──────── Data shown
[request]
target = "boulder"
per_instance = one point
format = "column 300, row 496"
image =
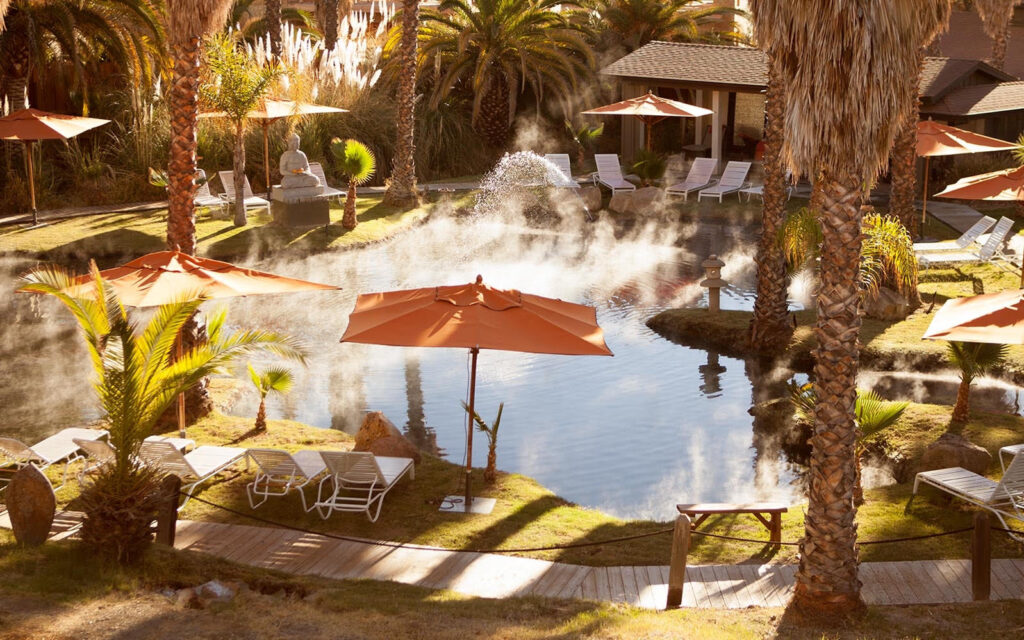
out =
column 952, row 450
column 32, row 505
column 646, row 201
column 886, row 304
column 621, row 202
column 591, row 197
column 378, row 435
────────────────
*Instructions for the task*. Please reproduce the items above word for word, leaving out the pictures.

*Solved problem*.
[request]
target = "boulder"
per_instance = one point
format = "column 300, row 496"
image =
out =
column 952, row 450
column 32, row 505
column 646, row 201
column 886, row 304
column 621, row 202
column 591, row 197
column 378, row 435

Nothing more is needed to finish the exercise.